**Work instruction**
All entries below are to be copied precisely as they appear.

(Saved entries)
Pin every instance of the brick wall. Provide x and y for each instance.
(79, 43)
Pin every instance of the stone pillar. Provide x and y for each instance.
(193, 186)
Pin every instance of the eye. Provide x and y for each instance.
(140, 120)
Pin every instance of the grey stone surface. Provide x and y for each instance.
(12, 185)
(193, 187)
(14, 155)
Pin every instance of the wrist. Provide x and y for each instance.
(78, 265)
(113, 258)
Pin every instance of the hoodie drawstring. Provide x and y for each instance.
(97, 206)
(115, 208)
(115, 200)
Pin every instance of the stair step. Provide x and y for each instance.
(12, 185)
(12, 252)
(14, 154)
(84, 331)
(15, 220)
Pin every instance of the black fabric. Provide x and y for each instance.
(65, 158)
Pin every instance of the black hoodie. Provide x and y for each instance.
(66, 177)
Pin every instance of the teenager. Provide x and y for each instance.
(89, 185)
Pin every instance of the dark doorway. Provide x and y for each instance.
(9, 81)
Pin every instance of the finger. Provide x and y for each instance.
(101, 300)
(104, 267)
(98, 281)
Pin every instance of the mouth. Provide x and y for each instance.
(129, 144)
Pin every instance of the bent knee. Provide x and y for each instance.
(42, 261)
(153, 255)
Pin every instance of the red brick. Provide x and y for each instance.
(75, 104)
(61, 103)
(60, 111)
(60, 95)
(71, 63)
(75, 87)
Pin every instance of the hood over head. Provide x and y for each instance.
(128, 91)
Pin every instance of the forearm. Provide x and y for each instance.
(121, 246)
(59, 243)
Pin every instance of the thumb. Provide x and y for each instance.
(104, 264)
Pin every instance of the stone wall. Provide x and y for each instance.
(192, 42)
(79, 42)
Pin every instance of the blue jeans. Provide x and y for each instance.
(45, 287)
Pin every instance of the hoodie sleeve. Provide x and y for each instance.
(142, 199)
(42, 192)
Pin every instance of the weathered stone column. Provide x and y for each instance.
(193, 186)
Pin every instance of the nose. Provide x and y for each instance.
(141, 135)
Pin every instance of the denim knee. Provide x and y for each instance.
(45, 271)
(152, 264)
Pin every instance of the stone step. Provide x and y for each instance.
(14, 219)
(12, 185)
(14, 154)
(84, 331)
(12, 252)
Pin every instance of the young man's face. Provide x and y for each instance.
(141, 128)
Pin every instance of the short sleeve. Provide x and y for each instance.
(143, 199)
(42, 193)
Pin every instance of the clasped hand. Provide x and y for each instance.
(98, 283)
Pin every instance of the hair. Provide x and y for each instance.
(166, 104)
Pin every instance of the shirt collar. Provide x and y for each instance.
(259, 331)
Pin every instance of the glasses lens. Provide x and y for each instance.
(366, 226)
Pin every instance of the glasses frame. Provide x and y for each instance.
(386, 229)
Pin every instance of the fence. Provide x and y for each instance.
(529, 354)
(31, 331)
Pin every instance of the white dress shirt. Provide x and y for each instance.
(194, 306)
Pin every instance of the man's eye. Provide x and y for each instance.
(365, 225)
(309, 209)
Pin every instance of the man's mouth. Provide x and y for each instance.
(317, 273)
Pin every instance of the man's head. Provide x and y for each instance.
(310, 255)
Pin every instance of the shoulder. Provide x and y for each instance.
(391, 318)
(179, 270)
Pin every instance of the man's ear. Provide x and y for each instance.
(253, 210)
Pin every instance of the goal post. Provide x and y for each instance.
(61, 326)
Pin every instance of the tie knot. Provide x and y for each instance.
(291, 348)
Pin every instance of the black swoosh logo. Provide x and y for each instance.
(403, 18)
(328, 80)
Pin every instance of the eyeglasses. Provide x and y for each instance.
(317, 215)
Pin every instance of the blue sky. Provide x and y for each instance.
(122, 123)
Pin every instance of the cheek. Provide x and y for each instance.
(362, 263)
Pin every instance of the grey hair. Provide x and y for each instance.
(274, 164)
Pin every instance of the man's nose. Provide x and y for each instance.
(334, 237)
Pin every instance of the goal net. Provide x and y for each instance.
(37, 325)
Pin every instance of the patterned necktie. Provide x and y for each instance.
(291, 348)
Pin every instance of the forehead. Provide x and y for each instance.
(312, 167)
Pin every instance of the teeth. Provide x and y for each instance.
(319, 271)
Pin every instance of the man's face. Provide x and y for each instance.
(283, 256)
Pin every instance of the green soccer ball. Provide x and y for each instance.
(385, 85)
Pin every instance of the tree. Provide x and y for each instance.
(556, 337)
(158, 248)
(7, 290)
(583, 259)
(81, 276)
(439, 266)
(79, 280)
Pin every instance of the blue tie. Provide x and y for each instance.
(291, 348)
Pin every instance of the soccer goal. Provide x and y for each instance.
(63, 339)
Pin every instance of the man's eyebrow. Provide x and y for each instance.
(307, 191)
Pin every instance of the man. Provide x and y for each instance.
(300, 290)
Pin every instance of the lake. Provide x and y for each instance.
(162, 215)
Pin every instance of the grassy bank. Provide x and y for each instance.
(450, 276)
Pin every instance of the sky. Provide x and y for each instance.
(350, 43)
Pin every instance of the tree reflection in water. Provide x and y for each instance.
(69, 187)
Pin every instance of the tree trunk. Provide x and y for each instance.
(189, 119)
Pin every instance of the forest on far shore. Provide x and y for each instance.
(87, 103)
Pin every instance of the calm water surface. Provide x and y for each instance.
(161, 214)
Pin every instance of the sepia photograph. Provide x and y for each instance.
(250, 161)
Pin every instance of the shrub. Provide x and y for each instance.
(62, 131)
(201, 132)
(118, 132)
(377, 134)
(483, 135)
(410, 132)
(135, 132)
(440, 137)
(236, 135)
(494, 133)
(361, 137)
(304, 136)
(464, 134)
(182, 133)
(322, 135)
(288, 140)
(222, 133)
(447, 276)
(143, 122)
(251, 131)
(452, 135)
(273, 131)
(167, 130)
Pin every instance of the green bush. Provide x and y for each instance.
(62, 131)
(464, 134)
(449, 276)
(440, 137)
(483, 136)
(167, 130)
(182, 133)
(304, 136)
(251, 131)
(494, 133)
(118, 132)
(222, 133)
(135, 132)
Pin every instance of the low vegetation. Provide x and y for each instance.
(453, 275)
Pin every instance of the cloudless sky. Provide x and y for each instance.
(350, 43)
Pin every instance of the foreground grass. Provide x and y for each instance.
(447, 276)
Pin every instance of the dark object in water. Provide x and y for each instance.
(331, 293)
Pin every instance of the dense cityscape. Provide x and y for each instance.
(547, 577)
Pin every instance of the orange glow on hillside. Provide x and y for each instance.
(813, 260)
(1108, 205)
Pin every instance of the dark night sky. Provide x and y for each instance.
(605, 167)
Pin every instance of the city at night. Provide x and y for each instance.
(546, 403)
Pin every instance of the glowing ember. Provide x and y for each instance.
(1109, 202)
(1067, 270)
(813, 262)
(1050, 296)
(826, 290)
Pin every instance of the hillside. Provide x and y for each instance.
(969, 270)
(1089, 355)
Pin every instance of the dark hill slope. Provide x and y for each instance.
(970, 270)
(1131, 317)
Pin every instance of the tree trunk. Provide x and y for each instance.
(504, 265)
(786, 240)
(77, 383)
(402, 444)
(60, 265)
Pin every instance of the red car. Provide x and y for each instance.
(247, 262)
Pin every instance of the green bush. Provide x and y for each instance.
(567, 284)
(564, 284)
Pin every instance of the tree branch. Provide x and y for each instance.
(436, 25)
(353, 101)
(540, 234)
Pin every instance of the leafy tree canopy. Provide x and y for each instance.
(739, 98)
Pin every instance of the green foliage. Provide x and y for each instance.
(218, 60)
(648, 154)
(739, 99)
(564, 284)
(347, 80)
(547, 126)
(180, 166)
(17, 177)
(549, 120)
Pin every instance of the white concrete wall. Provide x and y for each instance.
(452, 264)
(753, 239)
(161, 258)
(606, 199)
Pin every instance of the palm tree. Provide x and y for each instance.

**Response below**
Pin every instance of the brick wall. Provide x and y for each instance.
(79, 43)
Pin every instance of the stone pillar. Provide x and y for each instance.
(193, 186)
Pin every instance of the eye. Provide x and y for each instance.
(140, 120)
Pin every instance of the grey stone surface. Provide x and y for each instance.
(12, 185)
(193, 187)
(14, 155)
Pin every instance of the wrist. Provide x and y for each instance.
(78, 265)
(113, 258)
Pin every instance of the hoodie drawstring. Provide x and y for each instance.
(97, 206)
(115, 208)
(115, 200)
Pin every instance of the stair step. Provide x and y for each instance.
(12, 185)
(12, 252)
(14, 154)
(84, 331)
(15, 220)
Pin every instance of the black fabric. Provide x and y for each instance.
(65, 158)
Pin every instance of the black hoodie. Provide x and y for each instance.
(66, 177)
Pin every instance of the teenager. Provide x and y for each instance.
(89, 185)
Pin every instance of the dark doorway. Provide x and y for each instance.
(9, 81)
Pin every instance of the finger. Provide x and y for each instance.
(101, 300)
(104, 267)
(98, 281)
Pin every instance of the mouth. Provide x and y for each instance.
(129, 144)
Pin every instance of the bent knee. Provide x and y for each instance.
(42, 261)
(153, 255)
Pin every instance of the red brick. Provide x and y for each instance.
(75, 104)
(61, 103)
(60, 111)
(60, 95)
(71, 63)
(75, 87)
Pin every instance of the hood over head. Provide x and y for each instance.
(128, 91)
Pin every instance of the forearm. Provide x and y for each instance.
(121, 246)
(59, 243)
Pin every instance of the thumb. Provide x and y for each instance.
(104, 264)
Pin every instance of the stone wall. Provide x and y for each instance.
(192, 42)
(79, 42)
Pin every instance of the blue jeans. Provide x and y for each instance.
(45, 287)
Pin every instance of the hoodie sleeve. Provide x and y for each instance.
(142, 199)
(42, 192)
Pin every instance of the weathered stone column. Provide x and y for each instance.
(193, 186)
Pin every instance of the nose. Provide x and y for each instance.
(141, 135)
Pin every instance of the denim knee. Provide x and y for each instance.
(45, 271)
(152, 264)
Pin every instance of the stone step. Provide x and y for each instance.
(14, 219)
(12, 185)
(14, 154)
(84, 331)
(12, 252)
Pin every instance of the young man's face. Provide x and y for each instance.
(141, 128)
Pin every instance of the short sleeve. Provide x and y for each instance.
(143, 199)
(42, 193)
Pin every instance of the clasped hand. Provide x and y for each instance.
(98, 283)
Pin every instance of the hair. Provide x and y for each instance.
(166, 104)
Pin every instance of the shirt collar. Provide x and y for each instance.
(259, 331)
Pin every instance of the glasses lens. Provide x and y for each instance.
(366, 226)
Pin every instance of the glasses frame. Provide x and y for each instance.
(386, 229)
Pin every instance of the fence. Provide x and y for each instance.
(529, 354)
(31, 331)
Pin every instance of the white dress shirt. Provide x and y for each instance.
(194, 306)
Pin every instance of the man's eye. Provide x and y for each instance.
(365, 225)
(309, 209)
Pin every instance of the man's mouth. Provide x and y for each instance.
(317, 273)
Pin every instance of the man's head. Provide x and y for each instance.
(310, 255)
Pin every instance of the shoulder. Provide x and y for each instance.
(391, 318)
(179, 270)
Pin every instance of the man's ear. Provide x and y for each instance.
(253, 210)
Pin every instance of the goal post. Provide x and y for each instance.
(61, 326)
Pin every instance of the tie knot. Provide x and y for each instance.
(291, 348)
Pin every instance of the black swoosh logo. Provide x and y for each instance.
(403, 18)
(328, 80)
Pin every instance of the eyeglasses. Provide x and y for each instance.
(317, 215)
Pin every instance of the blue sky. Provide x and y for each instance.
(122, 123)
Pin every instance of the cheek. Provide x and y for each instance.
(362, 263)
Pin every instance of the grey hair. Provide x and y for each instance.
(274, 164)
Pin every instance of the man's nose. Provide x and y for each instance.
(334, 237)
Pin every instance of the goal net. Provide x and y for each instance.
(37, 325)
Pin every instance of the patterned necktie. Provide x and y for each instance.
(291, 348)
Pin every instance of the forehead. Provide x and y for each instance.
(312, 167)
Pin every instance of the teeth. Provide x and y for each instance.
(319, 271)
Pin every instance of the man's face. Provide x and y for each instance.
(283, 256)
Pin every instance of the green soccer ball. Provide x and y for each instance.
(385, 85)
Pin every instance of the tree. Provide x and y for each instance.
(556, 337)
(158, 248)
(7, 290)
(583, 259)
(81, 276)
(439, 266)
(79, 280)
Pin every instance of the blue tie. Provide x and y for each instance.
(291, 348)
Pin every instance of the soccer goal. Provide x and y for each instance.
(63, 339)
Pin every instance of the man's eyebrow. Provide x and y for each instance.
(307, 191)
Pin every instance of the man. Provide x and y for each instance.
(300, 290)
Pin every instance of the lake. Provide x and y for each instance.
(162, 215)
Pin every instance of the grassy bank. Provide x and y for each instance.
(450, 276)
Pin every instance of the sky. Provide x and y for each instance.
(350, 43)
Pin every instance of the tree reflection in water. Provide x and y for each instance.
(69, 187)
Pin every instance of the tree trunk. Provide x and y for each instance.
(189, 119)
Pin every instance of the forest on far shore. Provide x and y for each instance.
(87, 103)
Pin every instance of the calm water surface. Provide x and y for each instance.
(161, 214)
Pin every instance of the sepia photograph. Provide x and y for each instance.
(250, 161)
Pin every instance of the shrub. Provide x and y for each instance.
(62, 131)
(201, 132)
(118, 132)
(377, 134)
(483, 135)
(410, 132)
(135, 132)
(440, 137)
(236, 135)
(494, 133)
(361, 137)
(304, 136)
(464, 134)
(182, 133)
(322, 135)
(288, 140)
(222, 133)
(447, 276)
(143, 122)
(251, 131)
(452, 135)
(273, 131)
(167, 130)
Pin every instance of the green bush. Provide x and y for each instance.
(62, 131)
(464, 134)
(449, 276)
(440, 137)
(483, 136)
(167, 130)
(182, 133)
(304, 136)
(251, 131)
(494, 133)
(118, 132)
(222, 133)
(135, 132)
Pin every instance of the low vegetation. Provide x and y for each instance.
(453, 275)
Pin every instance of the cloudless sky. Provide x and y for each instance.
(350, 43)
Pin every instance of the foreground grass. Provide x and y for each instance.
(447, 276)
Pin every instance of the dark object in water. Provide x and y for each instance.
(331, 293)
Pin every instance of the dense cityscape. Provide x and y for each instance.
(547, 577)
Pin every instance of the orange glow on hillside. Provide x and y for each instance.
(813, 260)
(1108, 205)
Pin every instance of the dark night sky. Provide x and y for each instance.
(605, 167)
Pin every instance of the city at night. Provide x and y for each instance.
(546, 403)
Pin every instance of the glowing ember. Provide x and y for each instance.
(1109, 202)
(1067, 270)
(813, 262)
(1050, 296)
(826, 290)
Pin every instance of the hillside. Provide x and y for each instance.
(969, 270)
(1089, 355)
Pin every instance of the dark hill slope. Provide x and y for each instance.
(970, 270)
(1131, 317)
Pin every instance of the tree trunk. Provide x and y for each instance.
(504, 265)
(786, 240)
(77, 383)
(402, 444)
(60, 265)
Pin every instance of the red car. Provide x and y for each instance.
(247, 262)
Pin every instance of the green bush. Provide x and y for each instance.
(567, 284)
(564, 284)
Pin every instance of the tree branch. Provide x and y for each instance.
(436, 25)
(353, 101)
(540, 234)
Pin every instance of the leafy tree canopy. Provide x and y for each instance.
(739, 98)
Pin every instance of the green foliage. Provide x and y for each instance.
(218, 60)
(648, 154)
(739, 99)
(564, 284)
(347, 80)
(547, 126)
(180, 166)
(17, 177)
(549, 120)
Pin every instance of the white concrete wall. Provide x and y for each instance.
(452, 264)
(753, 239)
(161, 258)
(606, 199)
Pin every instance of the palm tree. Provide x and y for each instance.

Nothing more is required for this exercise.